*Request*
Copy out every line of the material below word for word, changing nothing.

Items from a dataset:
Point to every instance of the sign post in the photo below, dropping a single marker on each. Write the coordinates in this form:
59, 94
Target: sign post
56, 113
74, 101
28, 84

*The solution*
Point to every instance of the sign post in the photo below, dropping a single marker on each. Write the coordinates in this form:
59, 94
Target: sign post
56, 113
74, 101
28, 84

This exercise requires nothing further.